Texte présenté =>
Intervention de Hervé Godechot

Commission de la culture, de l'éducation et de la communication — Réunion du 6 février 2019 à 9h00
Audition de M. Hervé Godechot candidat désigné par le président du sénat aux fonctions de membre du conseil supérieur de l'audiovisuel en application de l'article 4 de la loi du 30 septembre 1986 relative à la liberté de communication et vote sur la proposition de nomination

Hervé Godechot :

Vous avez fait référence à un article de Libération, paru très opportunément hier soir, à la veille de mon audition... Ce n'est sans doute pas le fait du hasard et cela en dit en long sur certaines tentatives pour faire pression sur la représentation nationale. Je ne connais pas le journaliste qui a écrit l'article. Il fait référence d'abord à un faux 19/20, affaire d'une grande complexité, qui remonte à plus de 20 ans, dont je n'ai pas été l'artisan mais bien une victime collatérale. J'étais un jeune pigiste à l'époque ; j'avais fait un micro-trottoir et une interview d'un médecin, sans être sous contrat avec France 3, le tout pour 150 euros. J'ai découvert avec tout le monde et avec stupeur à quoi ces contenus avaient servi quand l'affaire a éclaté. À l'époque il fallait chercher des responsables et, comme on ne les trouvait pas, c'est tombé sur moi et quelques autres. Connaissant la force de caractère et l'indépendance des journalistes de France 3, s'il y avait eu le moindre doute sur ma probité et sur mon sens de la déontologie et de l'éthique, jamais je n'aurais pu faire une carrière de manager pendant vingt ans dans la rédaction nationale de France 3.

J'assume aussi avoir décidé, en tant que rédacteur en chef, de surseoir à la diffusion du reportage qui mentionnait des procès-verbaux d'écoutes de Nicolas Sarkozy. Le reporter avait travaillé seul dans son coin. Il m'a présenté son travail une heure avant l'antenne. Il n'était pas diffusable en l'état, même si le contenu était intéressant. Celui-ci ne nous avait pas dit qu'il avait conclu un accord avec d'autres médias, qui l'ont diffusé tout de suite. Nous avons voulu le mettre sur notre site internet, mais il était trop tard. C'est un ratage qui est regrettable, dont je ne porte pas seul la responsabilité. Enfin cet article repose sur trois témoignages : celui d'un syndicaliste et deux témoignages anonymes... Je ne mettrai pas en doute leur existence, mais c'est quand même léger alors qu'il y a plus de 9 000 salariés dans l'entreprise et plus de 250 journalistes ! Peu de gens ont donc été interviewés pour corroborer les informations. Cela pose des questions sur la déontologie, sujet que je serais ravi d'aborder avec l'auteur de l'article.

Liste des données
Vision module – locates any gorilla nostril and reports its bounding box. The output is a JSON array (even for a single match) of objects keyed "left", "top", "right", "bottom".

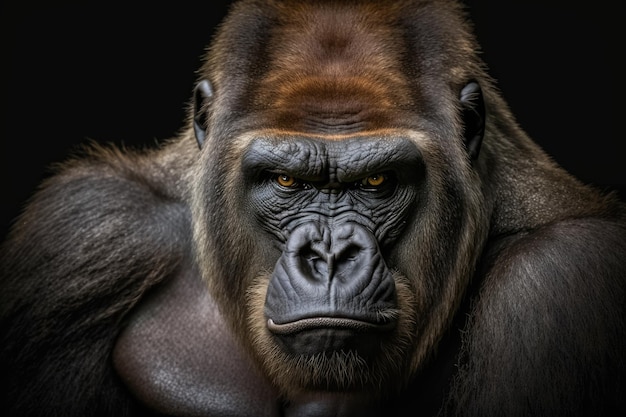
[{"left": 335, "top": 245, "right": 361, "bottom": 264}]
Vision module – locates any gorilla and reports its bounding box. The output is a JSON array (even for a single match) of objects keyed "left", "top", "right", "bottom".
[{"left": 0, "top": 0, "right": 626, "bottom": 417}]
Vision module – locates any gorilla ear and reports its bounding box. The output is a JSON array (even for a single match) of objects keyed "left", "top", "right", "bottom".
[
  {"left": 460, "top": 81, "right": 485, "bottom": 159},
  {"left": 193, "top": 80, "right": 213, "bottom": 148}
]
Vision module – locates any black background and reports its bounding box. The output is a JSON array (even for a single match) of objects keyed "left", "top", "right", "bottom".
[{"left": 0, "top": 0, "right": 626, "bottom": 237}]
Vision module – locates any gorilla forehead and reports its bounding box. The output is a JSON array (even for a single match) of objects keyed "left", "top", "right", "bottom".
[{"left": 242, "top": 133, "right": 421, "bottom": 182}]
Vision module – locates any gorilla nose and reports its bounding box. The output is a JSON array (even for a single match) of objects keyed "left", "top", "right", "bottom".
[
  {"left": 286, "top": 223, "right": 379, "bottom": 290},
  {"left": 296, "top": 231, "right": 368, "bottom": 283},
  {"left": 265, "top": 222, "right": 396, "bottom": 328}
]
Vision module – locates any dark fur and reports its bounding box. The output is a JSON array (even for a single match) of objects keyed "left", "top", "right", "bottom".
[{"left": 0, "top": 0, "right": 626, "bottom": 416}]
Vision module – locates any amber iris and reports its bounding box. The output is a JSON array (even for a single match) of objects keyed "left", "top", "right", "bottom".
[
  {"left": 363, "top": 174, "right": 385, "bottom": 187},
  {"left": 277, "top": 174, "right": 296, "bottom": 187}
]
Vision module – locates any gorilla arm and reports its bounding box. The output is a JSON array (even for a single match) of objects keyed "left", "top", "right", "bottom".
[
  {"left": 0, "top": 139, "right": 272, "bottom": 416},
  {"left": 0, "top": 143, "right": 188, "bottom": 416}
]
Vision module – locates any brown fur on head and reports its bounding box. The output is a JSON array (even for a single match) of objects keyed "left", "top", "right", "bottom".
[{"left": 193, "top": 0, "right": 489, "bottom": 400}]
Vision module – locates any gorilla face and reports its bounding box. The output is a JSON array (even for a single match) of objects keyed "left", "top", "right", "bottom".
[
  {"left": 193, "top": 0, "right": 487, "bottom": 395},
  {"left": 242, "top": 136, "right": 423, "bottom": 388}
]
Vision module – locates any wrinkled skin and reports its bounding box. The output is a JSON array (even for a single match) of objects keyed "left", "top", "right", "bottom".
[{"left": 0, "top": 0, "right": 626, "bottom": 417}]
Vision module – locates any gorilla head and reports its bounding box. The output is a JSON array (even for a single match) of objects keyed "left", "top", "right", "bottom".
[
  {"left": 0, "top": 0, "right": 626, "bottom": 417},
  {"left": 193, "top": 2, "right": 489, "bottom": 393}
]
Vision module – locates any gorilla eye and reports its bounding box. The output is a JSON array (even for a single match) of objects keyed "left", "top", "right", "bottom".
[
  {"left": 276, "top": 174, "right": 296, "bottom": 187},
  {"left": 361, "top": 174, "right": 387, "bottom": 188}
]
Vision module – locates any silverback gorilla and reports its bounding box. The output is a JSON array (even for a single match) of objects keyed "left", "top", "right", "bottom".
[{"left": 0, "top": 0, "right": 626, "bottom": 417}]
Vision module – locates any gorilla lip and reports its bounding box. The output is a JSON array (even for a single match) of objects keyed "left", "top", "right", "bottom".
[{"left": 267, "top": 317, "right": 396, "bottom": 335}]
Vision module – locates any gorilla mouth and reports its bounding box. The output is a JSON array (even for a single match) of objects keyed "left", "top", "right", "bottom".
[{"left": 267, "top": 317, "right": 396, "bottom": 335}]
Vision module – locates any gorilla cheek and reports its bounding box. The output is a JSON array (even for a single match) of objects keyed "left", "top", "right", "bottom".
[{"left": 265, "top": 223, "right": 397, "bottom": 357}]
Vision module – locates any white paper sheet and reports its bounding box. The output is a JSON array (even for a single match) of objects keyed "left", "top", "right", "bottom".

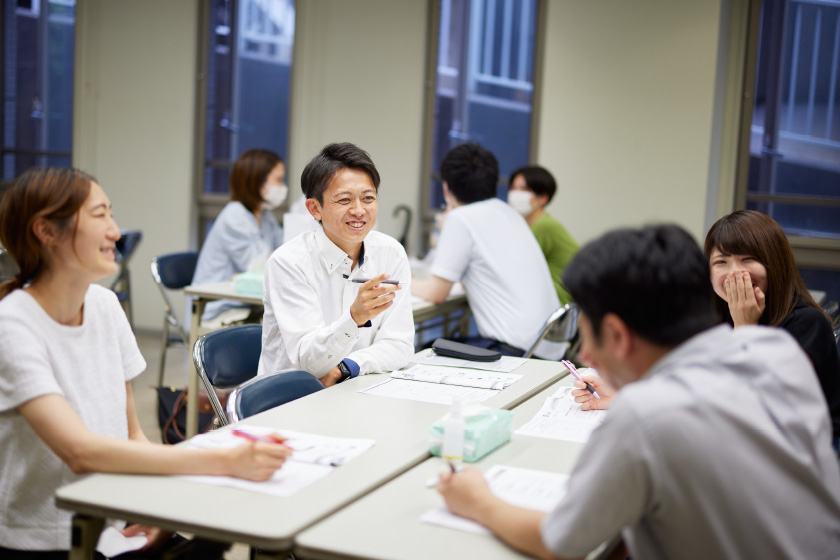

À faire =>
Prolongez l'intervention de Hervé Godechot devant la commission du Sénat à partir de sa dernière phrase. Ces enregistrements ont une origine distincte de celle du texte.

Résultat attendu =>
La diffusion en direct par les chaînes d'information pose de nombreuses questions. On l'a bien vu avec la crise des Gilets jaunes. L'accès à ce qui se passe en direct est un progrès intéressant, même si toutes les chaînes d'information ne choisissent pas ce mode de traitement, très spécifique à BFM TV. Franceinfo ou LCI se précipitent moins sur la diffusion en direct. Cette pratique soulève la question de la maîtrise des images mises à l'antenne, en cas de violences par exemple. Le CSA peut être saisi ou se saisir a posteriori en cas de dérapages à l'antenne ou d'images violentes. Mais comment peut-il intervenir sur des images en direct sans porter atteinte à la liberté éditoriale ? C'est compliqué. Je ne vois pas le CSA téléphoner au rédacteur en chef pour lui demander de cesser la diffusion d'un direct... Le CSA a organisé des rencontres entre les différents responsables de chaînes sur le traitement de la crise des Gilets jaunes. Il convient donc de travailler en amont avec les responsables des chaînes pour convenir du mode de traitement approprié sans s'immiscer dans la ligne éditoriale, avec ensuite un travail de contrôle a posteriori en cas de saisine.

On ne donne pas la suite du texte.